STATED TASK: Set out every line of the records below as a Markdown table with two columns, Row and Record line, numbering each row and skipping blank lines.
■ ■ ■ ■ ■ ■ ■
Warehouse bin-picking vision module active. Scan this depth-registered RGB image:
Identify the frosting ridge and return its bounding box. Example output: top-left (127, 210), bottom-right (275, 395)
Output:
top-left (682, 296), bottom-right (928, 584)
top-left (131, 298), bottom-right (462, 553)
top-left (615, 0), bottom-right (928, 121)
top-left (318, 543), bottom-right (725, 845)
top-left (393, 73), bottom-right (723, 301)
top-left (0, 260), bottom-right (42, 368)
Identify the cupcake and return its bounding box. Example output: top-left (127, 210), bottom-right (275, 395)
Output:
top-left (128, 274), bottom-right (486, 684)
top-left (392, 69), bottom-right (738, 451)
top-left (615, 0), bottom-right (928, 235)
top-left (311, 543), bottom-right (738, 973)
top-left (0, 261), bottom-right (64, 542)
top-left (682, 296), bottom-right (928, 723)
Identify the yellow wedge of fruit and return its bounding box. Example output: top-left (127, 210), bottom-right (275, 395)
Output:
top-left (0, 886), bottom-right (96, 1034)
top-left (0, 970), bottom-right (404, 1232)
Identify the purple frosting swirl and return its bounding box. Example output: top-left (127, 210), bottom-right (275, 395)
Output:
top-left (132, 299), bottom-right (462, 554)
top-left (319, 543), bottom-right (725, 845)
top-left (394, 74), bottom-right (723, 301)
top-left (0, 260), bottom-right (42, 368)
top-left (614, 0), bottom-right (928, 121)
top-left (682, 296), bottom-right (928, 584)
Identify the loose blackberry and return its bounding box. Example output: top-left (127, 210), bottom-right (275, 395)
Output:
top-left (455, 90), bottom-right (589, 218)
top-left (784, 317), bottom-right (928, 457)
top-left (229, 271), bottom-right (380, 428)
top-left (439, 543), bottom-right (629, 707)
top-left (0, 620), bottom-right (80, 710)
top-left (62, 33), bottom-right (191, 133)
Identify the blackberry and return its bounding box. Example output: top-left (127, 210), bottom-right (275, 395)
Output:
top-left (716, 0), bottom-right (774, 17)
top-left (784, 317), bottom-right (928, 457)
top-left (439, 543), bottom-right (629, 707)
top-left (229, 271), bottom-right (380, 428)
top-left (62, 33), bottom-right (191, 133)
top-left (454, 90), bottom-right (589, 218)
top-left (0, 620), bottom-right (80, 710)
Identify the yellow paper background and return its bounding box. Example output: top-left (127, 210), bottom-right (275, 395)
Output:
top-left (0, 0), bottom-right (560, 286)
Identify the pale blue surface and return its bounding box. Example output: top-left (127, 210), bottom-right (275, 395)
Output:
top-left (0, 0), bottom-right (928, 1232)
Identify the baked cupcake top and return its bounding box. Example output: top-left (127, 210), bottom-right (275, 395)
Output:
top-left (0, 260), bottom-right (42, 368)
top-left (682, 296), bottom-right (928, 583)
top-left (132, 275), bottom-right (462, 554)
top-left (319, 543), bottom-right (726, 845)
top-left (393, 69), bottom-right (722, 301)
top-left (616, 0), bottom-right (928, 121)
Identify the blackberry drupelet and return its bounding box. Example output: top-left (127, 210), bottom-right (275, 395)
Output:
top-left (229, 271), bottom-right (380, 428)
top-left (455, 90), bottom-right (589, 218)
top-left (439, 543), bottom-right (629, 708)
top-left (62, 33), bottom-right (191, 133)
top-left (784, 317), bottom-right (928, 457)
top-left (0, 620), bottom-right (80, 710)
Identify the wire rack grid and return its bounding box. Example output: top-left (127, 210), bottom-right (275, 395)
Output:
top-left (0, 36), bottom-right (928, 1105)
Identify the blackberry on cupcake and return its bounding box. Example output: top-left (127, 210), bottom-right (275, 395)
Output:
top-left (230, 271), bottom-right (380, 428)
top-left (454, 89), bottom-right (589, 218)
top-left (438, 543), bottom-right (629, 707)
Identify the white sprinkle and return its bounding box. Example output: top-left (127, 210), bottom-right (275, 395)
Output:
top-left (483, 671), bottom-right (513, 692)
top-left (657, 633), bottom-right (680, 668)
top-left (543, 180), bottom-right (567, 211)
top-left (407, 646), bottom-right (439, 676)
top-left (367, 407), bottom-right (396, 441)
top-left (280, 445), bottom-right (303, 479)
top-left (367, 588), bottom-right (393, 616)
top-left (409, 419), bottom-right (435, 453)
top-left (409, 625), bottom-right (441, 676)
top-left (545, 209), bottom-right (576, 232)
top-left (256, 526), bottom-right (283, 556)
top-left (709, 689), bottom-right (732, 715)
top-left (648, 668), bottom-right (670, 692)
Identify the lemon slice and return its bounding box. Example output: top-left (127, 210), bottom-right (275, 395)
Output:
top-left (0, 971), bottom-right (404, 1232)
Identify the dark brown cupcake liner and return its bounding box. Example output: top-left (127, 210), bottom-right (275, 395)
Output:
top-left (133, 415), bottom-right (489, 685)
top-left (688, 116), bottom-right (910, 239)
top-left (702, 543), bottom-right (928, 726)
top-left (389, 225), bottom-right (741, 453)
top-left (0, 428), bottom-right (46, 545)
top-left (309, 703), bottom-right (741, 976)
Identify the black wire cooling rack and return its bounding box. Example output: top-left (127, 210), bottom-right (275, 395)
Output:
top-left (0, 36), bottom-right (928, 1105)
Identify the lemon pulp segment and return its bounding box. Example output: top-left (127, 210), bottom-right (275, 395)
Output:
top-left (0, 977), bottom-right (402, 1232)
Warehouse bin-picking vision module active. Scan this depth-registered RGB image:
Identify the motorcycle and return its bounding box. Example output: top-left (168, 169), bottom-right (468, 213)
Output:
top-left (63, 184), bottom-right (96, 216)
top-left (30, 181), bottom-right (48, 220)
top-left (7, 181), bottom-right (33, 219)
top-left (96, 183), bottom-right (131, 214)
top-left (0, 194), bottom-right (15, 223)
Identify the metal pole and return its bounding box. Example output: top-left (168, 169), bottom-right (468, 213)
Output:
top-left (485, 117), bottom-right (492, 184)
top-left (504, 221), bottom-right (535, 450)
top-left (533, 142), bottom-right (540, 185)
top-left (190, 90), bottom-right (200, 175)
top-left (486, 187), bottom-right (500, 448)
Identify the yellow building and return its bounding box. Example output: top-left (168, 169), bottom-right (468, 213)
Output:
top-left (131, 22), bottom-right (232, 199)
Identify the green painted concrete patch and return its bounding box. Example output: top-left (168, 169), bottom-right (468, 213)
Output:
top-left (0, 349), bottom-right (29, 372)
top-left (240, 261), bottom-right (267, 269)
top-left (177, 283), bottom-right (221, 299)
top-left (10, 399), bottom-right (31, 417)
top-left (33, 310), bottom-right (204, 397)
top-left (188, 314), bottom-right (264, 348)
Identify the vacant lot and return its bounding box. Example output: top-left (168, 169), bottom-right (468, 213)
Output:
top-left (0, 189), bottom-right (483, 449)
■ ■ ■ ■ ■ ■ ■
OUTPUT FOR THIS TASK:
| Row | Record line |
|---|---|
| 1 | Warehouse bin-picking vision module active. Scan this depth-registered RGB image: |
| 2 | Identify the frosting ridge and return its bounding box. Example output: top-left (127, 210), bottom-right (275, 395) |
| 3 | Output: |
| 4 | top-left (682, 296), bottom-right (928, 584) |
| 5 | top-left (131, 298), bottom-right (462, 553) |
| 6 | top-left (615, 0), bottom-right (928, 121) |
| 7 | top-left (318, 543), bottom-right (725, 845) |
| 8 | top-left (393, 73), bottom-right (723, 301) |
| 9 | top-left (0, 260), bottom-right (42, 368) |
| 10 | Identify the cupcake and return its bounding box. Example output: top-left (127, 210), bottom-right (275, 395) |
| 11 | Output: |
| 12 | top-left (128, 274), bottom-right (486, 684) |
| 13 | top-left (392, 69), bottom-right (738, 451) |
| 14 | top-left (615, 0), bottom-right (928, 235) |
| 15 | top-left (311, 543), bottom-right (738, 973) |
| 16 | top-left (0, 261), bottom-right (64, 542) |
| 17 | top-left (682, 296), bottom-right (928, 723) |
| 18 | Identify the yellow wedge of fruit and return its bounding box. Example output: top-left (127, 210), bottom-right (275, 395) |
| 19 | Output: |
| 20 | top-left (0, 886), bottom-right (96, 1034) |
| 21 | top-left (0, 970), bottom-right (404, 1232) |
| 22 | Identify the purple frosting swirl and return its bounding box. Example output: top-left (127, 210), bottom-right (275, 395) |
| 23 | Output: |
| 24 | top-left (132, 299), bottom-right (462, 554) |
| 25 | top-left (319, 543), bottom-right (725, 845) |
| 26 | top-left (394, 74), bottom-right (723, 301) |
| 27 | top-left (0, 260), bottom-right (42, 368) |
| 28 | top-left (614, 0), bottom-right (928, 121) |
| 29 | top-left (682, 296), bottom-right (928, 584) |
| 30 | Identify the loose blackberry and return its bounding box. Example output: top-left (127, 210), bottom-right (275, 395) |
| 31 | Output: |
| 32 | top-left (455, 90), bottom-right (589, 218) |
| 33 | top-left (784, 317), bottom-right (928, 457) |
| 34 | top-left (229, 271), bottom-right (380, 428) |
| 35 | top-left (439, 543), bottom-right (629, 707) |
| 36 | top-left (0, 620), bottom-right (80, 710) |
| 37 | top-left (62, 33), bottom-right (191, 133) |
| 38 | Identify the blackberry and return its bounding box. Example output: top-left (127, 210), bottom-right (275, 395) |
| 39 | Output: |
| 40 | top-left (716, 0), bottom-right (774, 17) |
| 41 | top-left (784, 317), bottom-right (928, 457) |
| 42 | top-left (439, 543), bottom-right (629, 707) |
| 43 | top-left (229, 271), bottom-right (380, 428) |
| 44 | top-left (62, 33), bottom-right (191, 133) |
| 45 | top-left (454, 90), bottom-right (589, 218) |
| 46 | top-left (0, 620), bottom-right (80, 710) |
| 47 | Identify the yellow paper background and return its bounding box. Example output: top-left (127, 210), bottom-right (275, 395) |
| 48 | Output: |
| 49 | top-left (0, 0), bottom-right (560, 286) |
| 50 | Identify the pale blue surface and return its bounding box. Example output: top-left (127, 210), bottom-right (275, 395) |
| 51 | Output: |
| 52 | top-left (0, 0), bottom-right (928, 1232) |
| 53 | Identify the baked cupcake top and return its bounding box. Example output: top-left (127, 210), bottom-right (275, 395) |
| 54 | Output: |
| 55 | top-left (0, 260), bottom-right (42, 368) |
| 56 | top-left (682, 296), bottom-right (928, 583) |
| 57 | top-left (132, 275), bottom-right (462, 554) |
| 58 | top-left (319, 543), bottom-right (726, 845) |
| 59 | top-left (393, 69), bottom-right (722, 301) |
| 60 | top-left (616, 0), bottom-right (928, 121) |
| 61 | Identify the blackberry drupelet and return its bounding box. Example output: top-left (127, 210), bottom-right (275, 395) |
| 62 | Output: |
| 63 | top-left (229, 271), bottom-right (380, 428) |
| 64 | top-left (455, 90), bottom-right (589, 218) |
| 65 | top-left (439, 543), bottom-right (629, 708) |
| 66 | top-left (62, 33), bottom-right (191, 133) |
| 67 | top-left (784, 317), bottom-right (928, 457) |
| 68 | top-left (0, 620), bottom-right (80, 710) |
| 69 | Identify the wire rack grid and return its bounding box. Example output: top-left (127, 210), bottom-right (275, 395) |
| 70 | Output: |
| 71 | top-left (0, 36), bottom-right (928, 1105) |
| 72 | Identify the blackberry on cupcake and return its bounding box. Example output: top-left (127, 210), bottom-right (275, 395) |
| 73 | Output: |
| 74 | top-left (230, 271), bottom-right (380, 428) |
| 75 | top-left (454, 89), bottom-right (589, 218) |
| 76 | top-left (438, 543), bottom-right (629, 707) |
| 77 | Identify the white sprinkle and return its bounding box. Example output: top-left (127, 210), bottom-right (275, 395) |
| 78 | Output: |
| 79 | top-left (483, 671), bottom-right (513, 692) |
| 80 | top-left (657, 633), bottom-right (680, 668) |
| 81 | top-left (543, 180), bottom-right (567, 211) |
| 82 | top-left (407, 646), bottom-right (439, 676) |
| 83 | top-left (367, 407), bottom-right (396, 441) |
| 84 | top-left (280, 445), bottom-right (303, 479) |
| 85 | top-left (367, 588), bottom-right (393, 616) |
| 86 | top-left (409, 419), bottom-right (435, 453) |
| 87 | top-left (409, 625), bottom-right (441, 676) |
| 88 | top-left (545, 209), bottom-right (576, 232) |
| 89 | top-left (256, 526), bottom-right (283, 556) |
| 90 | top-left (709, 689), bottom-right (732, 715) |
| 91 | top-left (648, 668), bottom-right (670, 692) |
| 92 | Identify the lemon slice and return its bounding box. Example output: top-left (127, 210), bottom-right (275, 395) |
| 93 | Output: |
| 94 | top-left (0, 971), bottom-right (404, 1232) |
| 95 | Identify the dark brown cupcake liner and return its bounding box. Example output: top-left (127, 210), bottom-right (275, 395) |
| 96 | Output: |
| 97 | top-left (133, 415), bottom-right (489, 685) |
| 98 | top-left (688, 116), bottom-right (910, 239) |
| 99 | top-left (702, 543), bottom-right (928, 726) |
| 100 | top-left (389, 225), bottom-right (741, 453) |
| 101 | top-left (0, 428), bottom-right (46, 545) |
| 102 | top-left (309, 703), bottom-right (741, 976) |
| 103 | Identify the black wire cooling rack and return its bounding box. Example output: top-left (127, 210), bottom-right (275, 395) |
| 104 | Output: |
| 105 | top-left (0, 36), bottom-right (928, 1105) |
| 106 | Identify the lemon pulp segment and return its bounding box. Example output: top-left (127, 210), bottom-right (275, 395) |
| 107 | Output: |
| 108 | top-left (0, 977), bottom-right (402, 1232) |
| 109 | Warehouse bin-picking vision module active. Scan this depth-registered RGB image: |
| 110 | Identify the motorcycle and return its bounding box. Example output: top-left (168, 169), bottom-right (468, 213) |
| 111 | Output: |
| 112 | top-left (63, 184), bottom-right (96, 216) |
| 113 | top-left (30, 181), bottom-right (48, 220) |
| 114 | top-left (7, 181), bottom-right (33, 219) |
| 115 | top-left (96, 183), bottom-right (131, 214) |
| 116 | top-left (0, 194), bottom-right (15, 223) |
| 117 | Identify the metal pole and return its bounding box. Example output: top-left (168, 169), bottom-right (468, 213) |
| 118 | Output: |
| 119 | top-left (485, 117), bottom-right (492, 184) |
| 120 | top-left (504, 221), bottom-right (535, 450) |
| 121 | top-left (533, 142), bottom-right (540, 185) |
| 122 | top-left (190, 90), bottom-right (200, 175) |
| 123 | top-left (486, 187), bottom-right (500, 448) |
| 124 | Identify the yellow building and return its bounding box. Example output: top-left (168, 169), bottom-right (468, 213) |
| 125 | Output: |
| 126 | top-left (131, 22), bottom-right (232, 199) |
| 127 | Identify the green painted concrete patch and return its bounding box. Example output: top-left (168, 169), bottom-right (468, 213) |
| 128 | Output: |
| 129 | top-left (0, 349), bottom-right (29, 372) |
| 130 | top-left (240, 261), bottom-right (267, 269) |
| 131 | top-left (177, 283), bottom-right (221, 299) |
| 132 | top-left (10, 399), bottom-right (31, 417) |
| 133 | top-left (33, 310), bottom-right (204, 397) |
| 134 | top-left (188, 314), bottom-right (264, 348) |
| 135 | Identify the vacant lot and return its bounding box. Example output: top-left (168, 169), bottom-right (468, 213) |
| 136 | Output: |
| 137 | top-left (0, 189), bottom-right (483, 449) |